Your objective –
Reproduce the lines of the items from the line containing "For each <instance>" to the line containing "positive clicks: (33, 253) (112, 252)", including both of those lines, and copy nothing else.
Listed records: Begin
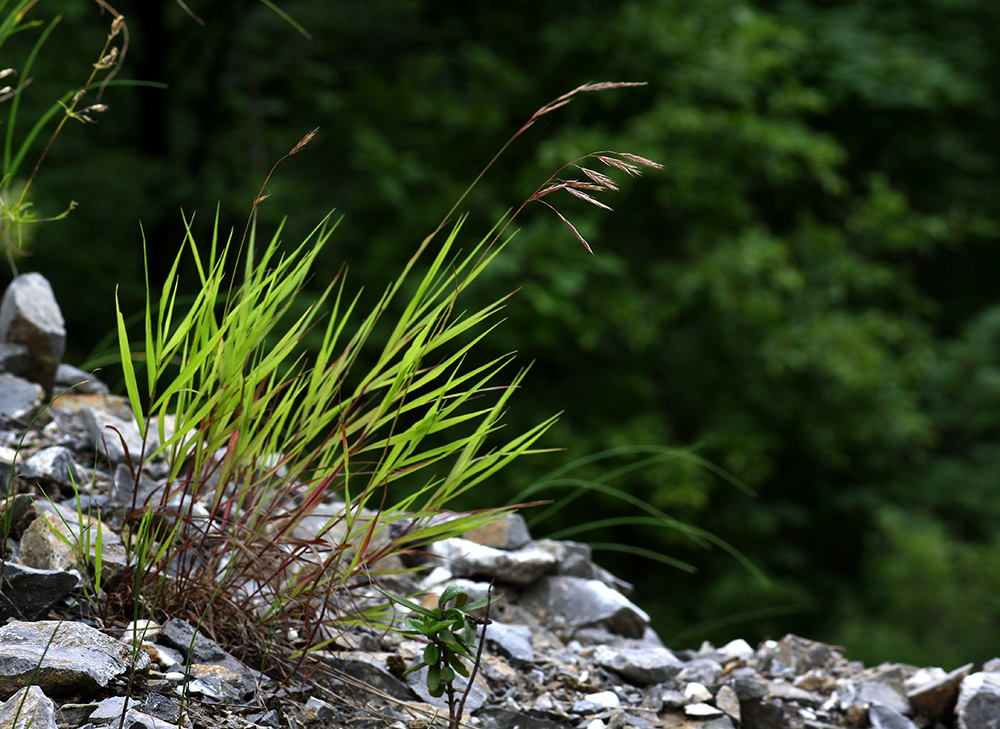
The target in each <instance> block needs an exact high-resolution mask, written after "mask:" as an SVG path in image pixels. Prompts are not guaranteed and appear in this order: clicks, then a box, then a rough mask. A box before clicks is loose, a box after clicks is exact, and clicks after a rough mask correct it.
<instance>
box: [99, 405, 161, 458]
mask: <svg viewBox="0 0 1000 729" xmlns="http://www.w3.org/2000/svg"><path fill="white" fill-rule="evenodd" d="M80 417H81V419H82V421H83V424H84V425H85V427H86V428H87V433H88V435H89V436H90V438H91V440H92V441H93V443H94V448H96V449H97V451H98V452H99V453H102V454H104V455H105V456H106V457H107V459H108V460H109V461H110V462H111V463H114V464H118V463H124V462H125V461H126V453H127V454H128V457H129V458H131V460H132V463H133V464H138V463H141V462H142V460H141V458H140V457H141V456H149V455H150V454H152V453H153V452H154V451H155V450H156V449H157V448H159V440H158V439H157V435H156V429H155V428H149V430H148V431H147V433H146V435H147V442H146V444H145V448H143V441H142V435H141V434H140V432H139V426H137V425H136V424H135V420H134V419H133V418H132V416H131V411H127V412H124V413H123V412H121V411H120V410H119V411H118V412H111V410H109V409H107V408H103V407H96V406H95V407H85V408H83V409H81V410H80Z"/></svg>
Listed records: End
Listed records: Begin
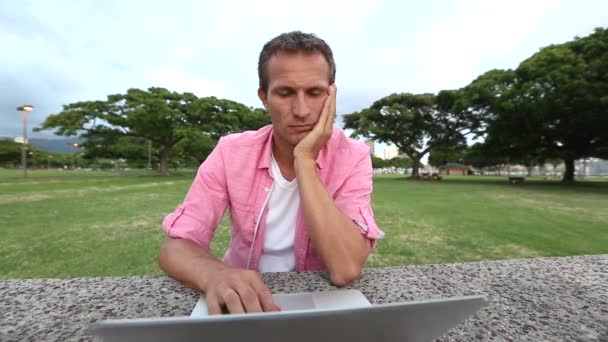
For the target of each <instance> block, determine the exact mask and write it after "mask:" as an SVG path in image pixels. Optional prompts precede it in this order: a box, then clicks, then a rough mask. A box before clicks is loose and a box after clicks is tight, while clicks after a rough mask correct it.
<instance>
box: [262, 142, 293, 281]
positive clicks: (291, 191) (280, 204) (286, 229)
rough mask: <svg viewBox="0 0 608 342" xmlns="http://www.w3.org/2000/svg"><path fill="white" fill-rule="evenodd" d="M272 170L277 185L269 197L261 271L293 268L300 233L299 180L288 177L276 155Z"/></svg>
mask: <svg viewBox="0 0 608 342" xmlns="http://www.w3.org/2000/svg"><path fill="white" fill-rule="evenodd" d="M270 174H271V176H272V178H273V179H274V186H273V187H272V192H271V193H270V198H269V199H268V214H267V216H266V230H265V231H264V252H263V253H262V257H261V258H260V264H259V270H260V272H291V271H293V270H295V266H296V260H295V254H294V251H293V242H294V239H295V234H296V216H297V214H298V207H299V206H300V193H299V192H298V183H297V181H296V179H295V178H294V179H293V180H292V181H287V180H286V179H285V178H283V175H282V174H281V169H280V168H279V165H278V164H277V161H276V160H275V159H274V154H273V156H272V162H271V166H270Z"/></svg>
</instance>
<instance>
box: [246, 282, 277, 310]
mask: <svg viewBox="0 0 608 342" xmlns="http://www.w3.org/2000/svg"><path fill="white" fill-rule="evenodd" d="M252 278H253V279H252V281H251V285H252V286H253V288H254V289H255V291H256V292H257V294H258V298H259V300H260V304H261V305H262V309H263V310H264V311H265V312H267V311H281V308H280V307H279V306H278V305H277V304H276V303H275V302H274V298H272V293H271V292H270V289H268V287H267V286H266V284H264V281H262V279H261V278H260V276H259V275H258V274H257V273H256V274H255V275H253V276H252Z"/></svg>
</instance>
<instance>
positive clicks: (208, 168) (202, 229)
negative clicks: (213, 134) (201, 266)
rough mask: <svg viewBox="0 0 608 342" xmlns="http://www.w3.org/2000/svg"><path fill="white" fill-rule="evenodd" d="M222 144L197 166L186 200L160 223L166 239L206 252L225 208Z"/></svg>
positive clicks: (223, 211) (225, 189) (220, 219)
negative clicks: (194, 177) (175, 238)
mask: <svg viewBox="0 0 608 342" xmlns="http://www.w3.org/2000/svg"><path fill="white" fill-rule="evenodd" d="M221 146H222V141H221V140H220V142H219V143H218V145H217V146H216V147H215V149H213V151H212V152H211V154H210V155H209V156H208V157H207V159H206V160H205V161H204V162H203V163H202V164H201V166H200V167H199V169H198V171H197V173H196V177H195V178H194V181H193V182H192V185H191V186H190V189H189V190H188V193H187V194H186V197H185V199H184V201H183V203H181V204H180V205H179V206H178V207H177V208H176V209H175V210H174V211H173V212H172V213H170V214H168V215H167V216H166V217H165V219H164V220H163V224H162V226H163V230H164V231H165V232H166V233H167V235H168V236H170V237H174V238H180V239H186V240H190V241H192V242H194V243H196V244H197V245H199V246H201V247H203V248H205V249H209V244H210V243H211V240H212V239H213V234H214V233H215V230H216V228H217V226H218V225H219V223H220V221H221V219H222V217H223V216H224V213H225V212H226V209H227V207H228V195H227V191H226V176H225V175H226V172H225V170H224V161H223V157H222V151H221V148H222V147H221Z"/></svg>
Listed records: End
Listed records: Begin
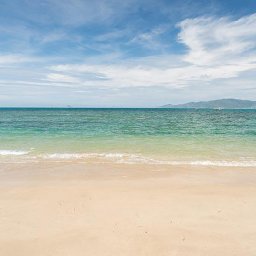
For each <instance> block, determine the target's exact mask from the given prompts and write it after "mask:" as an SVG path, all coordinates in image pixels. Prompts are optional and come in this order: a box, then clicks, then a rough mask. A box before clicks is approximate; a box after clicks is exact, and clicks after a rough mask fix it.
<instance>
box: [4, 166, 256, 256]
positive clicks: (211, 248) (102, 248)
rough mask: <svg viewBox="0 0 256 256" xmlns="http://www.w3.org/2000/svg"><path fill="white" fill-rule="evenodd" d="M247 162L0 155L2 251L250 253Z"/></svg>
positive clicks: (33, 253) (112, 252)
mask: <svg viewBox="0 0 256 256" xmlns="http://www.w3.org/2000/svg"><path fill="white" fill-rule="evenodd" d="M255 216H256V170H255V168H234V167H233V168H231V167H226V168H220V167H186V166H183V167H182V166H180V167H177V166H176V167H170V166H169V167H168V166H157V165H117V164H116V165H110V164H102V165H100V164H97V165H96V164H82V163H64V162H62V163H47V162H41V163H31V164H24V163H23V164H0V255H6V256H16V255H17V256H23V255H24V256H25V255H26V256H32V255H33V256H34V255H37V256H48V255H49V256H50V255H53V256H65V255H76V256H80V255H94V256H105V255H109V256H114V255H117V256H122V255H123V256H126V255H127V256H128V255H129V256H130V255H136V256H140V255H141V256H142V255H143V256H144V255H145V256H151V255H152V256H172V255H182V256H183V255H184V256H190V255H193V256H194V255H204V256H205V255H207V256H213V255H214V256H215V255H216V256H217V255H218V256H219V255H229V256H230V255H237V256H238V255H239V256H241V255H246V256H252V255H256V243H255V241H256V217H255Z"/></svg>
Listed records: End
Result below –
For each <instance> block, determine the target's exact mask from the given prompts and write it after "mask:" as an SVG path, all coordinates in image pixels. Prompts are optional and come in this order: a box, then clicks, then a rough mask. A box before clicks is approximate; a box after clicks is exact, and clicks after a rough mask fix it.
<instance>
box: [4, 166, 256, 256]
positive clicks: (211, 248) (102, 248)
rough mask: <svg viewBox="0 0 256 256" xmlns="http://www.w3.org/2000/svg"><path fill="white" fill-rule="evenodd" d="M247 162L0 155L2 251L250 253Z"/></svg>
positive clicks: (33, 253) (112, 252)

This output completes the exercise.